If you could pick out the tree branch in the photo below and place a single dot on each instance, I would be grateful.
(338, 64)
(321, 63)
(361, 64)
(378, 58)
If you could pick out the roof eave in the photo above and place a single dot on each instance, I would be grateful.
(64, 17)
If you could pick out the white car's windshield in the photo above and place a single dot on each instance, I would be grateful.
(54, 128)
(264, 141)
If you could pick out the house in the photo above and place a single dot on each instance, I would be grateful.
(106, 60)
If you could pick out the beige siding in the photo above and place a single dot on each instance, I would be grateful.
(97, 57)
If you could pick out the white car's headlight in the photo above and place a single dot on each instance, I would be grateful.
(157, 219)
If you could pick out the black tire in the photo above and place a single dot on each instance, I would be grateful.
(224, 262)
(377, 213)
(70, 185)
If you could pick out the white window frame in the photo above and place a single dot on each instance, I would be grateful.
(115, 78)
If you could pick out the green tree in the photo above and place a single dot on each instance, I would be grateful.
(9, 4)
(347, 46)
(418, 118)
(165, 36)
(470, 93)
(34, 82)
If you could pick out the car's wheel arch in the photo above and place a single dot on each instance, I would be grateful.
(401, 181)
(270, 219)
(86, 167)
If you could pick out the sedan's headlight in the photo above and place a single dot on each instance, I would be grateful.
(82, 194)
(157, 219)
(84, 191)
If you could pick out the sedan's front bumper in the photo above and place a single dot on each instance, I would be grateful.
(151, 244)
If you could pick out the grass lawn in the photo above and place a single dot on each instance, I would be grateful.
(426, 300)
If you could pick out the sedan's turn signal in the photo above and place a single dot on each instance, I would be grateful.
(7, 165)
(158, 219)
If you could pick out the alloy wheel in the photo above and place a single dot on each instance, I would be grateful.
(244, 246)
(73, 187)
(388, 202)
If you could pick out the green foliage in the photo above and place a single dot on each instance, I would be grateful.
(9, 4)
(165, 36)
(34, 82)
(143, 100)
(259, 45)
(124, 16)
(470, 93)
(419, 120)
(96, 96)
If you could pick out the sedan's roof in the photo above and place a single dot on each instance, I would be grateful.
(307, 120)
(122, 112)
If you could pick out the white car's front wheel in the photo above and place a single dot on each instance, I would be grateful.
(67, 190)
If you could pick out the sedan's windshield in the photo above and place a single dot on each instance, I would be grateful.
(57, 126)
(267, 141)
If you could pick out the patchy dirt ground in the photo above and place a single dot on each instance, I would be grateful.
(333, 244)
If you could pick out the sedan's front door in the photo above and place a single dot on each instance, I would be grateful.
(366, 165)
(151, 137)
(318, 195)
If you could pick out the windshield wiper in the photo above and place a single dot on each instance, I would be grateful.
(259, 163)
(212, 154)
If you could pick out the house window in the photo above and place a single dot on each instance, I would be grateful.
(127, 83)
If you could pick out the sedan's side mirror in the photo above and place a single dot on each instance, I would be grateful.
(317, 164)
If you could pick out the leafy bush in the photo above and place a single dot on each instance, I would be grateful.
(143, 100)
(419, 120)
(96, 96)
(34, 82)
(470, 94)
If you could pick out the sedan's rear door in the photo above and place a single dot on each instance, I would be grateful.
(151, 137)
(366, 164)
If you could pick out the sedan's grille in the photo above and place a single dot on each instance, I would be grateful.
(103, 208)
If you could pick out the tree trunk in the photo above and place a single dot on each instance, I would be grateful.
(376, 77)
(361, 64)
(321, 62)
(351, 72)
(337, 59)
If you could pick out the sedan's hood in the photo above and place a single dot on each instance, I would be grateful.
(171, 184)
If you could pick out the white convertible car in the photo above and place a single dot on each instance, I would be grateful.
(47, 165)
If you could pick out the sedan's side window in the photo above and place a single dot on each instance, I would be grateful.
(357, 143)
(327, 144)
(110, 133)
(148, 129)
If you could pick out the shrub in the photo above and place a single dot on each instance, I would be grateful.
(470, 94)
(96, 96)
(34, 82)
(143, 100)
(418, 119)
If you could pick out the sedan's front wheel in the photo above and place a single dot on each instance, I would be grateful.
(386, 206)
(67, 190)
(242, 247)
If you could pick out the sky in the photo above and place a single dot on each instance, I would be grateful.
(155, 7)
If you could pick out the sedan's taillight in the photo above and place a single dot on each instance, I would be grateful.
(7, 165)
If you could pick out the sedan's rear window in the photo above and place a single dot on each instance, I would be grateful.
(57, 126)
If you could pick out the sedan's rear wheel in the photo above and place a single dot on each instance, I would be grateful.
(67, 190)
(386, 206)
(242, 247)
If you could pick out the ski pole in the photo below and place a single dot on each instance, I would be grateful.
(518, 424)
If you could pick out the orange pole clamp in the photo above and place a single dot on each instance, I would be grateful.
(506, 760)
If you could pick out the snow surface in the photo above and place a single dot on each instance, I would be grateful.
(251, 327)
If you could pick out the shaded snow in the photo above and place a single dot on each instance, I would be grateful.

TASK GOAL:
Above are the records; copy all of them exactly.

CORRECT RESULT:
If you could pick out the tree branch in the photo below and place a single dot on each instance, I would be grateful.
(338, 64)
(321, 63)
(361, 64)
(378, 58)
If you could pick out the roof eave in the photo above and place a single dot on each instance, I would be grateful.
(64, 17)
If you could pick out the white car's windshield in the photo above and place a single dot on each instance, I would be grateful.
(54, 128)
(264, 141)
If you could pick out the house in the photo above and place a single dot on each instance, I would be grateful.
(106, 60)
If you could pick out the beige siding in the photo above and place a single dot on each instance, I would be grateful.
(97, 57)
If you could pick out the white car's headlight in the photo above and place a single dot on each instance, I would be grateful.
(157, 219)
If you could pick out the black tire in the photo above and place a single dot on each instance, I would be grateful.
(224, 262)
(377, 213)
(70, 185)
If you could pick out the white window frame in the photo above and place a single dot on each instance, I would be grateful.
(115, 78)
If you could pick out the green tree in the photo above and place a single dot on each instance, I would be grateful.
(9, 4)
(347, 46)
(418, 118)
(165, 36)
(470, 93)
(34, 82)
If you could pick out the car's wheel arch in the photo above and place a single dot on each instance, I would be grateful.
(401, 181)
(270, 219)
(86, 167)
If you could pick out the sedan's headlight in the photo above and place a single dot on each instance, I would be grateful.
(82, 194)
(157, 219)
(84, 191)
If you could pick out the sedan's front bumper in the photo above and place a single dot on each instance, I would be grateful.
(151, 244)
If you could pick out the grass lawn in the photo above and place a single dot on each instance, I would be grateful.
(426, 300)
If you could pick out the sedan's turn signal in the photo above and place a single dot on each instance, I would be grateful.
(7, 165)
(158, 219)
If you could pick out the alloy wheel in the photo above and place a single dot on each instance, I would be grateful.
(244, 246)
(73, 187)
(388, 202)
If you could pick out the green foliage in the photo above and place a single dot on each instance, I would be grateful.
(9, 4)
(165, 36)
(34, 82)
(143, 100)
(259, 45)
(124, 16)
(470, 93)
(419, 120)
(96, 96)
If you could pick out the sedan's roof in the photo above and place a single dot on each instance, I would be grateful.
(307, 120)
(122, 112)
If you could pick out the white car's front wheel in the photo above and place a single dot on each instance, I would be grateful.
(67, 190)
If you could pick out the sedan's windshield in the photo above and place a single dot on each instance, I would be grateful.
(57, 126)
(267, 141)
If you could pick out the patchy dirt ground in the photo above and place a single dot on each instance, I would be grateful.
(333, 244)
If you could pick out the sedan's front door in the photo above and place a single dot on each instance, I would be grateful.
(366, 165)
(151, 137)
(318, 195)
If you could pick out the windshield wiper in the photo above and place a single dot on each instance, I would be grateful.
(259, 163)
(212, 154)
If you could pick out the house window in the photo above and place a single dot on each instance, I would be grateful.
(127, 83)
If you could pick out the sedan's side mirror in the photo above and place a single dot on each instance, I would be grateful.
(317, 164)
If you could pick out the leafy bush in the photo above and place a single dot on each instance, I would be grateful.
(143, 100)
(419, 120)
(96, 96)
(34, 82)
(470, 94)
If you could pick out the sedan's rear door in the photo above and place a single dot on each instance, I would be grateful.
(151, 137)
(366, 164)
If you could pick out the sedan's grille in the photo above and place a single dot on each instance, I would be grateful.
(103, 208)
If you could pick out the tree trunk in the photo above and place a single dot on each instance, I would be grateful.
(376, 77)
(361, 64)
(321, 62)
(351, 72)
(337, 59)
If you could pick out the sedan's hood in the photo above and place a single dot on each instance, I would be grateful.
(171, 184)
If you could pick out the white convertible car in the photo above and place a single dot on each instance, I would be grateful.
(47, 165)
If you could pick out the sedan's side window in the photo above and place a single dot on each instance, I would be grateful.
(357, 143)
(327, 144)
(110, 133)
(148, 129)
If you could pick out the shrub in the photo above and place a single dot on each instance, I would be grateful.
(470, 94)
(96, 96)
(34, 82)
(143, 100)
(418, 119)
If you could pick out the sedan's front wheel in the photo above and place a single dot on each instance, I would be grateful.
(386, 206)
(67, 190)
(242, 247)
If you could pick out the sky in the photo above and place a single dot on each instance, I would be grateful.
(155, 7)
If you could pick out the sedan's taillight in the photo above and place a single dot on each instance, I would be grateful.
(7, 165)
If you could pick out the sedan's rear window in the photo above and place a single dot on each instance, I would be grateful.
(57, 126)
If you could pick out the sedan's rear wheel in the photo above and place a single dot on each instance, I would be grateful.
(67, 190)
(386, 206)
(242, 247)
If you could pick out the ski pole in the photo below and place a single dot on each instance, I would be grateful.
(518, 424)
If you could pick out the orange pole clamp in the photo above and place a single dot on each instance, I would be grateful.
(506, 760)
If you could pick out the snow surface in the photo above and place a single dot on each instance, I would be grateful.
(251, 327)
If you could pick out the shaded snow in the photo above and place a single dot on each instance, I would be grateful.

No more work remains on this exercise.